=== SUPPLIED TEXT ===

Friday, November 21, 2008

Frog-Pot Stories

"The Frog-Pot story" is what Tyler Dupree, the protagonist/narrator of SF epic, Spin (Robert Charles Wilson) utilizes to illustrate the experience of witnessing the beginning of the event known as "The Spin". One night, the stars and moon vanish from the sky, switched off like a screen. The earthlings are taken aback, but no cataclysm occurs, and life continues on as normal. The reality that beyond the Earth, time is passing at eons per second, the sun threatening to swallow the earth in decades, goes unnoticed. Like the frog placed in warm, gradually heating water, who fails to notice the lethal temperature and dies as the water boils.

===

■ JOB A
Please rewrite the records with "forelock" renamed to "mane" wherever it occurs, keeping every other character the same, and leave the picture out of your answer.

=== STORED ROWS ===

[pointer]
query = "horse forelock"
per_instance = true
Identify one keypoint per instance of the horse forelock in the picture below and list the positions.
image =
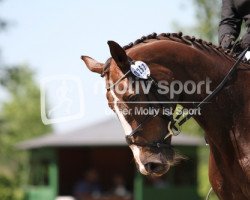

===

■ JOB B
Extend the passage about the Frog-Pot story in Spin, starting right after its final sentence.

■ TASK RESULT A
[pointer]
query = "horse mane"
per_instance = true
Identify one keypoint per instance of the horse mane in the picture below and list the positions.
image =

■ TASK RESULT B
It seems a fair extrapolation, that this particular koan, this epigram of the 21st century encompassing the difficulty of the human consciousness to grasp and act to avoid threats on larger-than-human scales, would become so "mundane" as to become a figure of speech, a part of "official" language. "The 'ol Frog-Pot story". First, the pot of our climate, in which we are literally and figuratively cooking. Secondly, global poverty and over population. And most recent and famously, the financial meltdown occurring as a result of decades of book-cooking and short-sided luxuriating in the bubbly sauna of credit/debt based false prosperity and thievery. As the sun's aging is set to a human-scale clock, humanity itself is thrown into the pot, realizing the mortality of the sun and by extension all human life. From there, a millennial, Cold War mentality takes hold of the planet. Dozens of religions and end-of-the-world cults spring up, scientists go mad, obsessed with trying to discern the purpose of the Spin, China fires a nuclear missile at The Spin objects and generally the world goes through the terror and ecstasy of impending total extinction.

This week has been another Frog-Pot story for me, on the relationship side, but with a better outcome than appears to be turning out for the like of the global economy. My girlfriend and I have been flying high on the rich, blossoming emotions of our relatively young relationship, caught up in the sweeping (and potentially distorting) bubble of the heart. All night phone conversations, two honeymoon-like meat elopements (we're long distance currently), images and video through the net in a sort of co-celebritization, the coverboy-girl without the documentary.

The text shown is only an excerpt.